_Supplied data:_
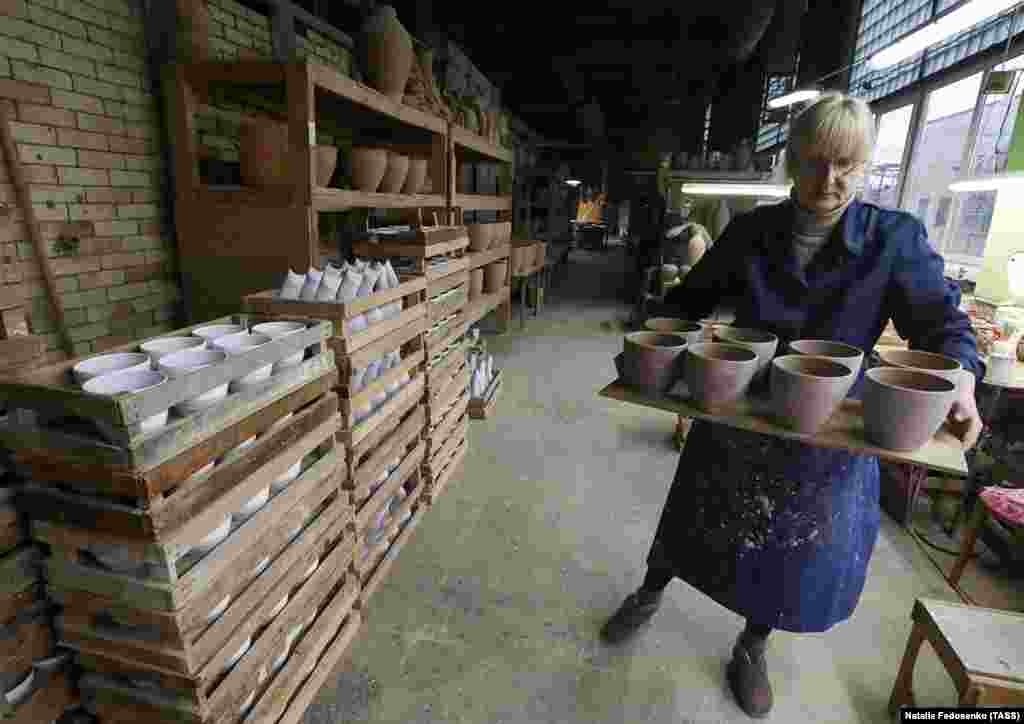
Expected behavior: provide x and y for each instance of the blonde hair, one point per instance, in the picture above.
(836, 125)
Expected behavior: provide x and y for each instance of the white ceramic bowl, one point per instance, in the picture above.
(254, 504)
(107, 364)
(182, 363)
(212, 332)
(130, 381)
(285, 480)
(163, 346)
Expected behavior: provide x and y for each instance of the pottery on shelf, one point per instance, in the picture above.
(806, 390)
(652, 362)
(903, 409)
(394, 175)
(839, 351)
(719, 375)
(387, 52)
(369, 165)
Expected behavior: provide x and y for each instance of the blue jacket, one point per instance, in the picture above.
(877, 266)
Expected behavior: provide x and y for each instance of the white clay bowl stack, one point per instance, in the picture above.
(180, 364)
(273, 330)
(158, 348)
(239, 344)
(108, 364)
(130, 381)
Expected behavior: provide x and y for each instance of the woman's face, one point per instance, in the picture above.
(823, 183)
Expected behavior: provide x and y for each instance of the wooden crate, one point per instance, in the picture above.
(482, 408)
(51, 394)
(151, 474)
(411, 292)
(183, 641)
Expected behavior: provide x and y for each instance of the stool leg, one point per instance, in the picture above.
(902, 694)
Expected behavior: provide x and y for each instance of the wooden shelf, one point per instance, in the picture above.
(470, 146)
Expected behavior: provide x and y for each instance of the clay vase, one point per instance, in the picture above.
(494, 277)
(388, 52)
(940, 365)
(416, 177)
(327, 160)
(475, 284)
(690, 330)
(763, 343)
(369, 166)
(719, 375)
(394, 175)
(844, 353)
(652, 362)
(806, 390)
(903, 409)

_Exercise description:_ What is needed is a verbatim transcription of the records, minus the pictures.

_Task result:_
Expected behavior: provide x and y for each instance of the blonde hair, one point per instance, in the picture above.
(836, 125)
Expected behavior: provide x and y for each instance of the white ceramic bowl, one point per instance, in the picture above.
(254, 504)
(107, 364)
(182, 363)
(212, 332)
(130, 381)
(285, 480)
(163, 346)
Expected behavior: provide x and y for each instance of the pottery on shelf, one point per instance, in the picture above.
(806, 390)
(652, 362)
(903, 409)
(394, 175)
(839, 351)
(719, 375)
(387, 52)
(369, 165)
Expected behavior: provide x and y for each instance of the blue jacket, one point per instance, in the picture above.
(877, 266)
Expected behavior: provide x and y for each instance of the white clay bowl stack, one point per instance, in the picture above.
(180, 364)
(273, 330)
(158, 348)
(239, 344)
(108, 364)
(130, 381)
Expected behavior: provide x and y for each instance of the woman's face, one point per instance, in the picture above.
(823, 183)
Expected behavior: provide x and y for each instance of the wooden crate, one point per instance, in the picture above.
(482, 408)
(51, 394)
(151, 474)
(411, 292)
(183, 641)
Expected behavior: provide x and y for each instance of the stool leg, one point per instance, in the picture above.
(902, 694)
Expected behavior: provide x and y for each instance of the wooden shelf, one point per instance, in the picture above.
(470, 146)
Expected behavior: provide x and y for each instance of the clay vase, one point per instance, in the picture above.
(494, 277)
(388, 52)
(940, 365)
(416, 177)
(327, 160)
(475, 284)
(690, 330)
(763, 343)
(369, 166)
(719, 375)
(394, 175)
(844, 353)
(652, 362)
(806, 390)
(903, 409)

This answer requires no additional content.